### Directions for this task
Find every line in the records below that holds the word "stake" and copy it.

### Provided data

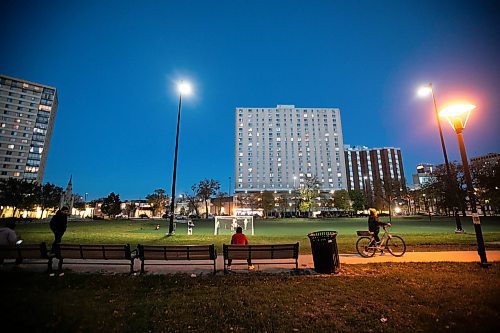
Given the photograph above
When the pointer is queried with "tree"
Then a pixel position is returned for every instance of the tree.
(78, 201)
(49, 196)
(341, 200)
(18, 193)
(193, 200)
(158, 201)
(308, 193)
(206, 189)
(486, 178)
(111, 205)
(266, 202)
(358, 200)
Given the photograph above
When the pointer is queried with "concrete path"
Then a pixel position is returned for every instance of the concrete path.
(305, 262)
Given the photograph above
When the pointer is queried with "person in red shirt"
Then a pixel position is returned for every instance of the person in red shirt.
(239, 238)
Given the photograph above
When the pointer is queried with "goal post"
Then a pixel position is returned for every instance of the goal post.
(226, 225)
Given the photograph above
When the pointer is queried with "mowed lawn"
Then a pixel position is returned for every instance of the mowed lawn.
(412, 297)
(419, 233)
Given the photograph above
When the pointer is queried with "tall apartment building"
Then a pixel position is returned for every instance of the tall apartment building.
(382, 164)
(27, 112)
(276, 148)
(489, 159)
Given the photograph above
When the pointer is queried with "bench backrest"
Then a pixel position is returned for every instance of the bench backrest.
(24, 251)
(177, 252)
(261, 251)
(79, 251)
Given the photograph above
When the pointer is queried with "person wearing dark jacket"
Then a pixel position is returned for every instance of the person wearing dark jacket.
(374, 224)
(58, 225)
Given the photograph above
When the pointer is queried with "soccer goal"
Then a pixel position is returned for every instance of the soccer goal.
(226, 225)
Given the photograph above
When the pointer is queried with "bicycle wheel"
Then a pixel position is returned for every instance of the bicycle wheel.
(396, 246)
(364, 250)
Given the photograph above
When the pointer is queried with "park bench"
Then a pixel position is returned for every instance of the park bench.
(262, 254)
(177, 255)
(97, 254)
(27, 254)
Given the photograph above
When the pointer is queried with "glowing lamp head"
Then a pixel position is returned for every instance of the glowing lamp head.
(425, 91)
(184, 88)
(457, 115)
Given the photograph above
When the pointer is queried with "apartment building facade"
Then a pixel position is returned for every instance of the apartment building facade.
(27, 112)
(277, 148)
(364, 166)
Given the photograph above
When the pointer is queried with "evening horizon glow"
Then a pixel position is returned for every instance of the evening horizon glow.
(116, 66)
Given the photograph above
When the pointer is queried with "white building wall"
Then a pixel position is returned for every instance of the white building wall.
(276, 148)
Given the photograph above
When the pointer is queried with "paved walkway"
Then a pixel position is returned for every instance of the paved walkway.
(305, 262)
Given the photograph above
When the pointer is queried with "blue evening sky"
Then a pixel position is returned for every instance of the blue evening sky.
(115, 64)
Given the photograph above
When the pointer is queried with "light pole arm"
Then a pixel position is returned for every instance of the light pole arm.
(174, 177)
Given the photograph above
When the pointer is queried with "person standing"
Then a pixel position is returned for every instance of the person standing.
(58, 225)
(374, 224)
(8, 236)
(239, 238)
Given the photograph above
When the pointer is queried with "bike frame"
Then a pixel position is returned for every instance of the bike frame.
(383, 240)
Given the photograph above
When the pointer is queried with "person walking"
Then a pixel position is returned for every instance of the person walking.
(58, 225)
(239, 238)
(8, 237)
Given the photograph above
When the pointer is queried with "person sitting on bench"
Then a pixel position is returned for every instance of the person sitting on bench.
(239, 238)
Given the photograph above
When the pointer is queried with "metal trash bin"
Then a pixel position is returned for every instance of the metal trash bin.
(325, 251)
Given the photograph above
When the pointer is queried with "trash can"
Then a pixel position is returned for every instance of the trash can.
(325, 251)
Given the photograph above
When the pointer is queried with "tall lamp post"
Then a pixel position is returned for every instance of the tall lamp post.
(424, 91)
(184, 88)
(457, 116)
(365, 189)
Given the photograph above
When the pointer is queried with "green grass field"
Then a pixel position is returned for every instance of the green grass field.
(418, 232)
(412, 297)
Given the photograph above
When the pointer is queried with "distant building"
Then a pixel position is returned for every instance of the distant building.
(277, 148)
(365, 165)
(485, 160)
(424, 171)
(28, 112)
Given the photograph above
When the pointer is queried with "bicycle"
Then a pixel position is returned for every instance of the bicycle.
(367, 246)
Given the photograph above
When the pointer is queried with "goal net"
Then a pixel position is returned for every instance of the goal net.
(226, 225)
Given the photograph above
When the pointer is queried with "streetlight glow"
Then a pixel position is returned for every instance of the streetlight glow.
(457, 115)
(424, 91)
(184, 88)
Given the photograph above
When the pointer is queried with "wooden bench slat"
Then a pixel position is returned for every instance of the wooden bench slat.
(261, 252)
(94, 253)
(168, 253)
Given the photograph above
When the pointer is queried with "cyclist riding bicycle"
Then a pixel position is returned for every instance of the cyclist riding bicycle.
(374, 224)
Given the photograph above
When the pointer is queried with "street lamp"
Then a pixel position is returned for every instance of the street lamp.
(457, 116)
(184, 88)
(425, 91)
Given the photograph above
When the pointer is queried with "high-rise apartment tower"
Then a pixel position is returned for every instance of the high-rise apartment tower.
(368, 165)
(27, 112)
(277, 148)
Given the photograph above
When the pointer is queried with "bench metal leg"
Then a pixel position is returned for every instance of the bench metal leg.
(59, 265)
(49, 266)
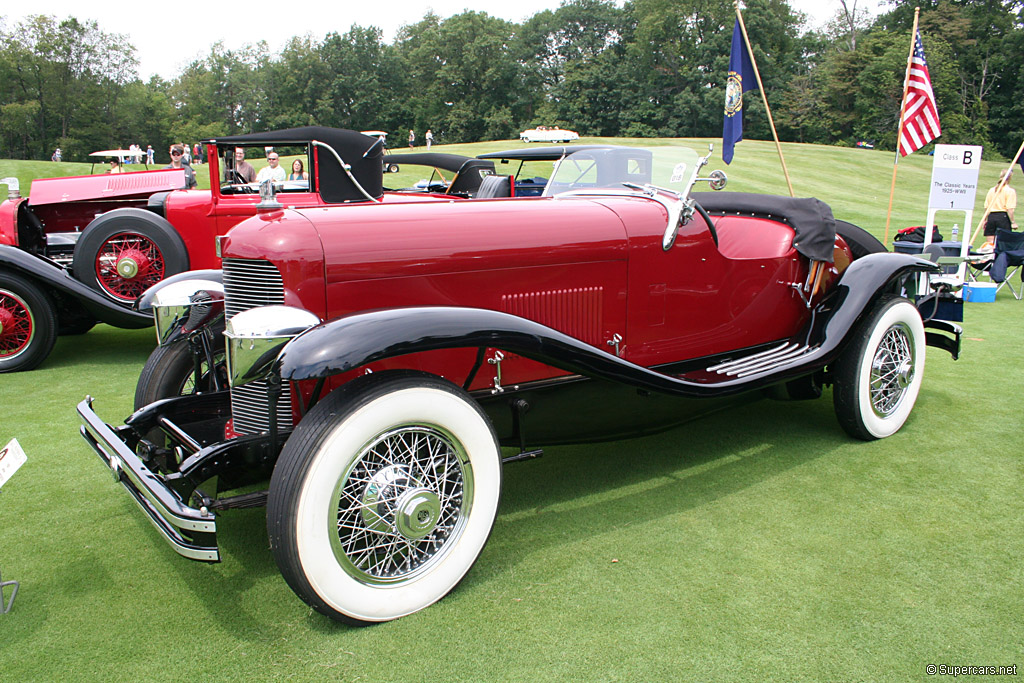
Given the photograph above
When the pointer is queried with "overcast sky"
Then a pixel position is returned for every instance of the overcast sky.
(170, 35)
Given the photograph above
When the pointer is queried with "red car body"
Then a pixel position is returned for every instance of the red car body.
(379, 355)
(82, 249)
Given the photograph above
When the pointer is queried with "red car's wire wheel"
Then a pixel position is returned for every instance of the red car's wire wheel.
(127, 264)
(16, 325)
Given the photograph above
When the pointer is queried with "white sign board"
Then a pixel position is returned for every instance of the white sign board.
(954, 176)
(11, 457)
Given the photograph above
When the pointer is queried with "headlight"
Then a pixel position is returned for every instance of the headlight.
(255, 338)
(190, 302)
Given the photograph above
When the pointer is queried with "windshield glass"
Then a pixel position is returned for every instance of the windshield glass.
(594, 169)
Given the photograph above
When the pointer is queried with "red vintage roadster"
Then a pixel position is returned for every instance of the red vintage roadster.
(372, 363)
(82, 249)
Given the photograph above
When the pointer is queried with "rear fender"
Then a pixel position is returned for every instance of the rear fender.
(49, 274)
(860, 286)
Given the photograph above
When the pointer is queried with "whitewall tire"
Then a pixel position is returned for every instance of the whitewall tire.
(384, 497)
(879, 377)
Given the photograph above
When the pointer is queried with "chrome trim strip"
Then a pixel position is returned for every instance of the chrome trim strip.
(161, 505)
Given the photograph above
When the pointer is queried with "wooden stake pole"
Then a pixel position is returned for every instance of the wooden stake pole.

### Response to the exercise
When the pointer is queried with "wooden stake pole"
Then a pixel position is returned for every instance of the wooden stake pole.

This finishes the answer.